> Input data
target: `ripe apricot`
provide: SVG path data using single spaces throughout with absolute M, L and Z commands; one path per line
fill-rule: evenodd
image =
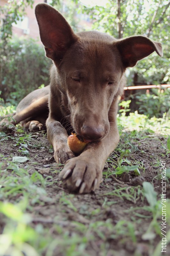
M 77 134 L 72 132 L 71 132 L 71 135 L 69 136 L 67 139 L 68 147 L 71 151 L 76 154 L 81 153 L 88 143 L 88 142 L 83 141 L 83 140 L 80 140 Z

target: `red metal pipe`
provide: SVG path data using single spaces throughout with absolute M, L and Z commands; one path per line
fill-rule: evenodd
M 138 90 L 139 89 L 152 89 L 152 88 L 167 88 L 170 87 L 170 85 L 139 85 L 135 86 L 127 86 L 124 87 L 124 90 Z

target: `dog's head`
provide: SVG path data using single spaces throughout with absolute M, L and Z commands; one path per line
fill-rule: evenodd
M 75 34 L 62 15 L 46 4 L 35 13 L 47 57 L 57 68 L 58 86 L 71 114 L 73 128 L 86 139 L 101 139 L 116 122 L 115 101 L 123 92 L 128 67 L 161 44 L 141 36 L 116 40 L 95 31 Z

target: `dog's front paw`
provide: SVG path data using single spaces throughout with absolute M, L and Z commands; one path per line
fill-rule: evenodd
M 68 159 L 74 157 L 75 155 L 68 147 L 62 147 L 54 151 L 54 157 L 58 163 L 65 163 Z
M 30 123 L 28 129 L 32 132 L 42 131 L 44 128 L 43 125 L 38 121 L 33 121 Z
M 89 193 L 99 187 L 102 169 L 96 159 L 80 155 L 67 161 L 59 177 L 64 186 L 70 191 Z

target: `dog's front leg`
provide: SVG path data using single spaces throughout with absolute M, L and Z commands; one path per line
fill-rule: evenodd
M 119 139 L 116 122 L 112 123 L 109 132 L 103 140 L 89 143 L 80 155 L 66 162 L 60 174 L 65 186 L 80 193 L 99 188 L 105 162 Z
M 46 121 L 47 137 L 54 150 L 54 156 L 57 163 L 65 163 L 75 155 L 67 144 L 68 135 L 61 123 L 50 114 Z

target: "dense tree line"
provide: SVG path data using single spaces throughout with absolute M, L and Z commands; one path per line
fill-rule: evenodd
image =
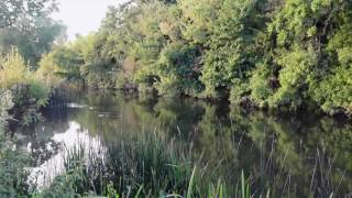
M 351 113 L 351 24 L 348 0 L 135 0 L 52 54 L 91 87 Z

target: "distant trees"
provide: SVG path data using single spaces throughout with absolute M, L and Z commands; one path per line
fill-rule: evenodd
M 79 59 L 67 73 L 91 87 L 351 113 L 351 8 L 340 0 L 131 1 L 111 7 L 98 33 L 64 46 Z

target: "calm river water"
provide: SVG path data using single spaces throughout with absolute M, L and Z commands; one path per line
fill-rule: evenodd
M 67 148 L 84 143 L 101 152 L 119 135 L 158 131 L 191 144 L 194 155 L 230 184 L 243 170 L 253 194 L 268 188 L 277 197 L 352 193 L 352 124 L 341 119 L 97 91 L 62 91 L 44 118 L 20 139 L 33 154 L 31 178 L 40 188 L 64 173 Z

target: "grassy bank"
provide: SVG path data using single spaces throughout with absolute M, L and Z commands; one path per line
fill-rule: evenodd
M 193 156 L 191 146 L 158 132 L 118 136 L 99 151 L 80 145 L 68 151 L 66 174 L 41 196 L 251 197 L 243 173 L 237 184 L 227 183 Z

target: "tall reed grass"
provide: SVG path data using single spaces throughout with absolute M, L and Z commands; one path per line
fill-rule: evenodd
M 43 196 L 251 197 L 243 173 L 238 184 L 229 184 L 193 156 L 191 144 L 177 145 L 156 131 L 118 135 L 99 150 L 85 147 L 68 151 L 66 174 Z

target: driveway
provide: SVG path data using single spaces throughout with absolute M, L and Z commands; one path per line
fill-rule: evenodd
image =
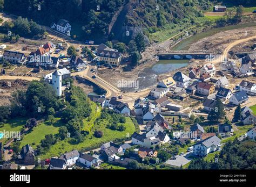
M 188 158 L 193 154 L 193 150 L 187 152 L 183 155 L 176 156 L 176 160 L 168 160 L 165 163 L 171 166 L 180 167 L 180 166 L 184 166 L 190 162 L 192 159 Z

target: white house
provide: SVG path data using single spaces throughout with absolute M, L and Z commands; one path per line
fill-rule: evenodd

> Exercise requirements
Update every entry by replacing "evenodd" with "nonzero" wherever it appears, changing nothing else. Omit the pictures from your answer.

> Task result
target: `ripe apricot`
provide: SVG path data using single spaces throughout with absolute M, L and Z commands; one path per line
fill-rule: nonzero
image =
M 77 134 L 72 132 L 71 132 L 71 135 L 69 136 L 67 139 L 68 147 L 71 151 L 76 154 L 81 153 L 88 143 L 88 142 L 83 141 L 83 140 L 80 140 Z

target: `red metal pipe`
provide: SVG path data using single spaces throughout with absolute M, L and Z commands; one path per line
fill-rule: nonzero
M 138 90 L 139 89 L 152 89 L 152 88 L 167 88 L 170 87 L 170 85 L 139 85 L 135 86 L 127 86 L 124 87 L 124 90 Z

target: `dog's head`
provide: SVG path data using single spaces throughout with absolute M, L and Z commands; one path per line
fill-rule: nonzero
M 75 34 L 62 15 L 46 4 L 35 13 L 47 57 L 57 68 L 58 86 L 71 114 L 73 128 L 86 139 L 101 139 L 116 122 L 115 101 L 123 92 L 128 67 L 161 44 L 141 36 L 116 40 L 95 31 Z

target: `dog's front paw`
provide: SVG path data using single spaces throughout with absolute M, L and Z commands; one path per line
fill-rule: nonzero
M 68 159 L 74 157 L 75 155 L 68 147 L 62 147 L 54 151 L 54 157 L 58 163 L 65 163 Z
M 30 123 L 28 129 L 32 132 L 42 131 L 44 128 L 43 125 L 38 121 L 33 121 Z
M 89 193 L 99 187 L 102 169 L 96 159 L 80 155 L 67 161 L 59 177 L 64 186 L 70 191 Z

target: `dog's front leg`
provide: SVG path data using single spaces throughout with absolute M, L and Z commands; one path per line
fill-rule: nonzero
M 119 139 L 116 122 L 112 123 L 109 132 L 103 140 L 89 143 L 80 155 L 66 162 L 60 174 L 65 186 L 80 193 L 99 188 L 105 162 Z
M 46 121 L 47 137 L 54 150 L 54 156 L 57 163 L 65 163 L 75 155 L 67 144 L 68 135 L 61 123 L 50 114 Z

target: "dense tree line"
provide: SVG path data using single spaces throughout with absolute M, L and Z commands; one path per line
fill-rule: nonzero
image =
M 351 113 L 351 24 L 348 0 L 135 0 L 52 54 L 91 87 Z

target: "distant trees"
provide: SVG path data using single spaces throughout with absolute M, L and Z commands; one path per line
fill-rule: nonzero
M 79 59 L 67 73 L 91 87 L 351 113 L 351 8 L 340 0 L 131 1 L 111 7 L 98 33 L 64 46 Z

target: "calm river water"
provide: SVG path data using single spaces throughout with absolute M, L and Z commands; one path per line
fill-rule: nonzero
M 67 148 L 84 143 L 101 152 L 119 135 L 158 131 L 191 144 L 194 155 L 230 184 L 243 170 L 253 194 L 268 188 L 277 197 L 352 193 L 352 124 L 341 119 L 97 91 L 62 91 L 44 118 L 20 139 L 33 154 L 31 178 L 40 188 L 64 173 Z

target: "grassy bank"
provide: SVG path data using single spaces throughout with absolute M, L and Z commands; one path per line
fill-rule: nonzero
M 193 156 L 191 146 L 158 132 L 118 136 L 99 151 L 80 145 L 68 151 L 66 174 L 41 196 L 251 197 L 243 173 L 237 184 L 227 183 Z

target: "tall reed grass"
provide: SVG path data using single spaces throughout with absolute M, L and Z commands; one path per line
fill-rule: nonzero
M 43 196 L 251 197 L 243 173 L 238 184 L 229 184 L 193 156 L 191 144 L 177 145 L 156 131 L 118 135 L 99 150 L 85 147 L 68 151 L 66 174 Z

target: driveway
provide: SVG path data using single spaces throughout with absolute M, L and Z commands; one path per line
fill-rule: nonzero
image =
M 188 158 L 193 154 L 193 150 L 187 152 L 183 155 L 176 156 L 176 160 L 168 160 L 165 163 L 171 166 L 180 167 L 180 166 L 184 166 L 190 162 L 192 159 Z

target: white house
provide: SVG path data using single spaces throughout with absolute M, L and Z commands; one path per line
fill-rule: nonzero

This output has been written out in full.